— EXERCISE —
Identify each line in the records below that contains the word "cloud", and copy those lines out in full.

:: DATA LISTING

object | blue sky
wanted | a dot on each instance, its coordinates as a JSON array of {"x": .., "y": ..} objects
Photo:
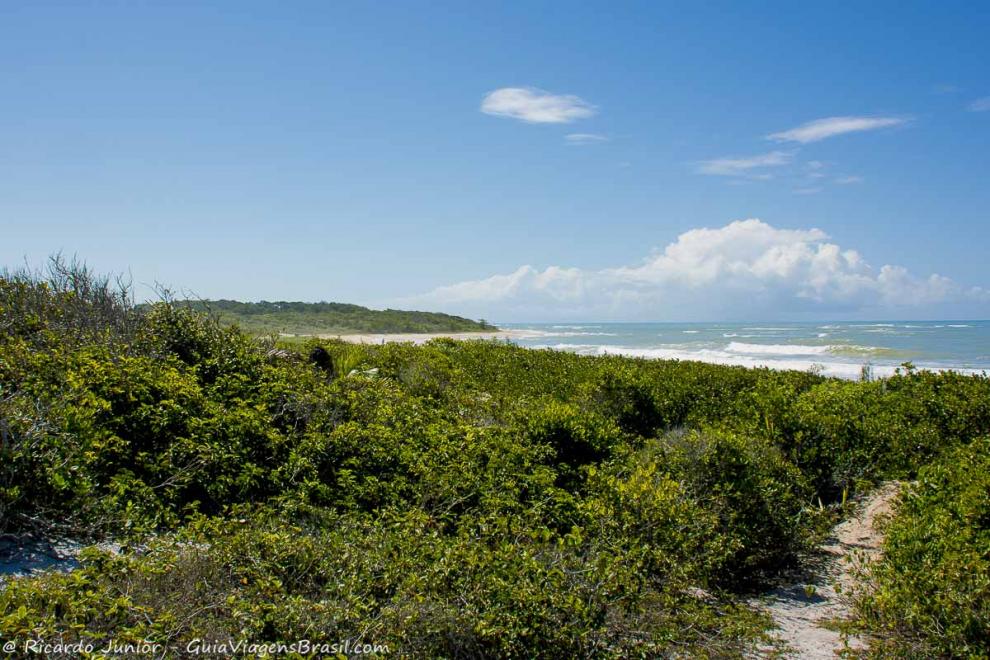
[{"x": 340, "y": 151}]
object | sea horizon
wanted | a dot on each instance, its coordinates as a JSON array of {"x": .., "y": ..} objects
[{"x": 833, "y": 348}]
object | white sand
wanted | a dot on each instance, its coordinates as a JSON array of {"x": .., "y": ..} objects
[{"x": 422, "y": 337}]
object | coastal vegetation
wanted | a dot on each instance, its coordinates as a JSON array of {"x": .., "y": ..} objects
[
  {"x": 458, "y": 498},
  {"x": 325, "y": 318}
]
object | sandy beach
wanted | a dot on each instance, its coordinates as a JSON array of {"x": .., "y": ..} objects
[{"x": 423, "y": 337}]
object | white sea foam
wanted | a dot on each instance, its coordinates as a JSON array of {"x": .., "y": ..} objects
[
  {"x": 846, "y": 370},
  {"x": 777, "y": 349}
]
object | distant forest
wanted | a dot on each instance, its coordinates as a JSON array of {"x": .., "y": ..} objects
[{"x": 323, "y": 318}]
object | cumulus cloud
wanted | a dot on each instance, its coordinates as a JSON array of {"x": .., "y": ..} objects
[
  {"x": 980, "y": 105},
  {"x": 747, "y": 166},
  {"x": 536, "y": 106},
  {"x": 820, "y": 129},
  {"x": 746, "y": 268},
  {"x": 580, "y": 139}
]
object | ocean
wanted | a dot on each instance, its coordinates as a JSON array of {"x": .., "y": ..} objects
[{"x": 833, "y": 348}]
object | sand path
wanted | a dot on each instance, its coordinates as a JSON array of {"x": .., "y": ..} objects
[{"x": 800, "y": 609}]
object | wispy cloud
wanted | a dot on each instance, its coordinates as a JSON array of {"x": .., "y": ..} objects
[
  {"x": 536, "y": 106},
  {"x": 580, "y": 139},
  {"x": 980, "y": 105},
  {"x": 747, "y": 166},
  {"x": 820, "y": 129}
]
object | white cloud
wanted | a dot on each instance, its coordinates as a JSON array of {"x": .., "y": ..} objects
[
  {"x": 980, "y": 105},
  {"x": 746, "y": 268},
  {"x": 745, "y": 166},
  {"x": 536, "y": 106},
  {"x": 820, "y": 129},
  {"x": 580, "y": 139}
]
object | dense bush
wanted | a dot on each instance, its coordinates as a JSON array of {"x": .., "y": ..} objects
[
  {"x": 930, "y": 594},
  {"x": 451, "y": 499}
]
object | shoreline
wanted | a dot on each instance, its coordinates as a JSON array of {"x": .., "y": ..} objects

::::
:: DATA LISTING

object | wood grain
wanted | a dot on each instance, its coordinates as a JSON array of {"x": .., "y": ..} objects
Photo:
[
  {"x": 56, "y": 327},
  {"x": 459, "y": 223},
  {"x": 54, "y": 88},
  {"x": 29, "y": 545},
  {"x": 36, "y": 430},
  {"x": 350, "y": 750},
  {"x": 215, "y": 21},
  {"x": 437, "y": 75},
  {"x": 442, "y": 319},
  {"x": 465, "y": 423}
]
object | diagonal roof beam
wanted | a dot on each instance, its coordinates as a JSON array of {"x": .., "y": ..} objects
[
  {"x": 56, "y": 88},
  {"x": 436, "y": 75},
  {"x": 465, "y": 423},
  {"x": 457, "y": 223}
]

::::

— SOLUTION TO THIS EXERCISE —
object | cumulus cloud
object | wispy cloud
object | white cloud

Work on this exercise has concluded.